- WHAT THIS EXERCISE ASKS
- A) For each statement below, decide whether it agrees with the passage on greed. Answer yes or no, and quote the deciding words from the passage. (i) Jacqueline Susann said she wanted the Pulitzer Prize. (ii) A meagerly capitalized company got P11.7 billion worth of government contracts. (iii) The party-list lawmaker held her wedding at a luxury island resort during the pandemic.
- B) In the passage on greed, what did Jacqueline Susann's riches go toward at the end of her life?

Not content with the millions her books earned for her, she wanted to be taken seriously as a writer and would say, “I don’t want the Pulitzer Prize. I want the Nobel Prize. I’m not going to settle!”
Of course, towards the end of her life, she was running on empty as her riches were completely drained to pay for treatments for her terminal disease.
Jacqueline Susann’s life shows us the folly of insatiable greed, not just greed for money or riches but also our overwhelming craving for power, influence and adulation, although all these are intertwined.
Consider some politicians who never know when too much is enough. In the last elections, we have elected individuals who have marital partners, siblings, relatives already in government. One town even flaunts its roster of officials bearing the same family name, belonging to one clan, if not one family. They are all being paid by taxpayers’ money.
Over the max, over the top seems to be the spirit that moves our highly driven world.
Restraint and modesty have left the conversation as we say on social media. Kapal is a term that has lost its sting nowadays.
Having too much can lead to reckless extravagance or lavish wastefulness. I don’t know about you but I was aghast to read about the wedding of a party-list lawmaker who arranged to have her wedding in an exclusive luxury island resort in the midst of the pandemic.
What about that meagerly capitalized company that was able to bag P11.7 billion worth of contracts from the government to supply the Department of Health with face masks and face shields, personal protective equipment and Covid-19 testing kits.
The owners couldn’t wait to show off their windfall. Allegedly, less than a year after getting the money, they bought million-peso cars like Porsche, Lamborghini and Lexus. Not one but two. They had to flaunt it while the getting was good. Garapal is another word that has lost its ability to insult.

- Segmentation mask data

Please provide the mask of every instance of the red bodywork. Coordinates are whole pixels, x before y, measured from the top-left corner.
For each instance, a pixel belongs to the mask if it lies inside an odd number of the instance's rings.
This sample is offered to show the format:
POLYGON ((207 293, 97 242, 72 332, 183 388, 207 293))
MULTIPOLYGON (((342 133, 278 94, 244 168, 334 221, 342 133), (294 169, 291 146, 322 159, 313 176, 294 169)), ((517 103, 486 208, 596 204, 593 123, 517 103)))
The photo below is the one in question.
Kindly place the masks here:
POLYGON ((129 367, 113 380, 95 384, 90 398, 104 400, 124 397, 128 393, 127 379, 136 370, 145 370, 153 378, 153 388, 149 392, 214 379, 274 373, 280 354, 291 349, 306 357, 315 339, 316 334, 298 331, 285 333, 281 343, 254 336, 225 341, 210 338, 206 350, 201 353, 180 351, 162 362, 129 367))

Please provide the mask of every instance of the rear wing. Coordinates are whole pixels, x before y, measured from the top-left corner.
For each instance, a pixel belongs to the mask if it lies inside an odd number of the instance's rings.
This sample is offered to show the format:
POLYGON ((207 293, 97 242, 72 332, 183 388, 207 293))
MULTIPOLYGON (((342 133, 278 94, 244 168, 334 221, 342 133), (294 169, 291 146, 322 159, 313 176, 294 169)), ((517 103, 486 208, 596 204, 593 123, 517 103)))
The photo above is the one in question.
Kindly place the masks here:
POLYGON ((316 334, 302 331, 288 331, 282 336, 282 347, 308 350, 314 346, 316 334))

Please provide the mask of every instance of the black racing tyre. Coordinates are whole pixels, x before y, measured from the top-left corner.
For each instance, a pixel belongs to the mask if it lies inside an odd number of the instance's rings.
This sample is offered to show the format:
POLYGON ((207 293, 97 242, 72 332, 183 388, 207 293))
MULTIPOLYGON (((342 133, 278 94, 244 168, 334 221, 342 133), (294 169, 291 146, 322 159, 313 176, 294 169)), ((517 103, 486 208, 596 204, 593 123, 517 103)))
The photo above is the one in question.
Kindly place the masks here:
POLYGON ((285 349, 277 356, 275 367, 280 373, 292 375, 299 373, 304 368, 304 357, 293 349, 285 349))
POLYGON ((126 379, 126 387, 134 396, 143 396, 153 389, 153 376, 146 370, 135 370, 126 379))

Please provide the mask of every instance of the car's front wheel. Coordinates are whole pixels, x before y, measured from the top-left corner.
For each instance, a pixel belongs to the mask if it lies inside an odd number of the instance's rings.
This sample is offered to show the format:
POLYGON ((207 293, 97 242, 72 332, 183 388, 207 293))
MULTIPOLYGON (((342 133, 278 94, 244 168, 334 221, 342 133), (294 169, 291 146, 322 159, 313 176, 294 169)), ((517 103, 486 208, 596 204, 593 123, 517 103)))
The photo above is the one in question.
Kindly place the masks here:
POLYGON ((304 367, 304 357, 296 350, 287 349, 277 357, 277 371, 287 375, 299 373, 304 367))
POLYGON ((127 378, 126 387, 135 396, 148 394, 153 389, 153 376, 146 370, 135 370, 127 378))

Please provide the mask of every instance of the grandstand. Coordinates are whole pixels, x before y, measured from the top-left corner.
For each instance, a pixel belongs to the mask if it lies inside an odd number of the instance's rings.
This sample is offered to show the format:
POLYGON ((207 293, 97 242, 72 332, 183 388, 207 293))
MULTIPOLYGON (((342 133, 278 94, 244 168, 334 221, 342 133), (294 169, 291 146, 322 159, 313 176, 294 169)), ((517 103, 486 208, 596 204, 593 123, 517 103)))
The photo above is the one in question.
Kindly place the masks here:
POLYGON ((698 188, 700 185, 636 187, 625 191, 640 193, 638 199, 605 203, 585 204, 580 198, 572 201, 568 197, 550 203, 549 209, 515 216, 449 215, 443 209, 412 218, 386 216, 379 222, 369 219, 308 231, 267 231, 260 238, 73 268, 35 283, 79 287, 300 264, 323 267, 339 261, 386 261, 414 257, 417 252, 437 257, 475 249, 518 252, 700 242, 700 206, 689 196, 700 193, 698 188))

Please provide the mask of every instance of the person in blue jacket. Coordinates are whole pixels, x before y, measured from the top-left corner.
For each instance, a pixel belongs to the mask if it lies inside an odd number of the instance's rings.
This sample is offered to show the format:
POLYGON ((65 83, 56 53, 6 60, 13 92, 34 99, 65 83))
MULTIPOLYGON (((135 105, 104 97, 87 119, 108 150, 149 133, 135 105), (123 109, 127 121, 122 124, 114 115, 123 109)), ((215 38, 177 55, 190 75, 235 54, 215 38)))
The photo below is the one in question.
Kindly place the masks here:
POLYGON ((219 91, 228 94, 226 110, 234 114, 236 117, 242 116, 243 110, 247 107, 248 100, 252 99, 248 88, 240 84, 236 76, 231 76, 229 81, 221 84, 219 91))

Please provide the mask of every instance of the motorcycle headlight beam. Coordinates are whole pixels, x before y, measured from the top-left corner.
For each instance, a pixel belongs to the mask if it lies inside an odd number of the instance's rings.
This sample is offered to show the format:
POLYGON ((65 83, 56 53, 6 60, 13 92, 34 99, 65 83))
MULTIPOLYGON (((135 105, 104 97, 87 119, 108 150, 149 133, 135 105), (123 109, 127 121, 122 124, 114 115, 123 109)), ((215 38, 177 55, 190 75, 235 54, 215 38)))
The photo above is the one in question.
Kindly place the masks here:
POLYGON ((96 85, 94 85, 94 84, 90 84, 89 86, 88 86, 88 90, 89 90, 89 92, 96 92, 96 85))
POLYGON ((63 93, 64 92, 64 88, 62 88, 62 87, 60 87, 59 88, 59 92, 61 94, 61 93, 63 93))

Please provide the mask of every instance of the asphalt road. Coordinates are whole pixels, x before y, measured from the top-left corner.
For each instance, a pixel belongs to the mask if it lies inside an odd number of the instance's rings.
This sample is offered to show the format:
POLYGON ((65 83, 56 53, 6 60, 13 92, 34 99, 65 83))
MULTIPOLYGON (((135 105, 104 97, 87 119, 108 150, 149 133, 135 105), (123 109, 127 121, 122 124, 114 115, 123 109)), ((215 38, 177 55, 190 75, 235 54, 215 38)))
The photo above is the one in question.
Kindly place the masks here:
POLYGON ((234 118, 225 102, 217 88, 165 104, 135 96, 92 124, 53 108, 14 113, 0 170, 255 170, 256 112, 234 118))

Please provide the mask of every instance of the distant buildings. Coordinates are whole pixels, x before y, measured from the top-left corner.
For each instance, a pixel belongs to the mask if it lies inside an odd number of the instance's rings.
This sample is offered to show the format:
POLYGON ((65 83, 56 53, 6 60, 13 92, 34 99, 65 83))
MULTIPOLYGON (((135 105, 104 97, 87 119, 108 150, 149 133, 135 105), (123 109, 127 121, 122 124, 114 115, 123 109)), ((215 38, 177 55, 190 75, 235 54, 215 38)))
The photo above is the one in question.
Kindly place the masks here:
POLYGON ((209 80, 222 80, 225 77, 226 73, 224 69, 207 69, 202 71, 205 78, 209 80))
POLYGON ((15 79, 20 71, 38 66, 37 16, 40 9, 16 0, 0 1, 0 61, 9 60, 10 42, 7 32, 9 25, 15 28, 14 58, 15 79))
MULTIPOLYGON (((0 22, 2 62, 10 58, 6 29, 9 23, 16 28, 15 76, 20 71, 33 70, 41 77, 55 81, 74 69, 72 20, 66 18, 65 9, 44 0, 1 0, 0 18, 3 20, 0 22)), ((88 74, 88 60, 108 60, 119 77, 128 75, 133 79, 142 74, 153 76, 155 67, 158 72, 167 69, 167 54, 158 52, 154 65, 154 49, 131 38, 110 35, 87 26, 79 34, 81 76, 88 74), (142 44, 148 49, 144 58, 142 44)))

- PER-TASK ANSWERS
- A)
(i) No: "I don’t want the Pulitzer Prize. I want the Nobel Prize."
(ii) Yes: "bag P11.7 billion worth of contracts from the government"
(iii) Yes: "in an exclusive luxury island resort in the midst of the pandemic"

- B) They paid for treatments for her terminal disease.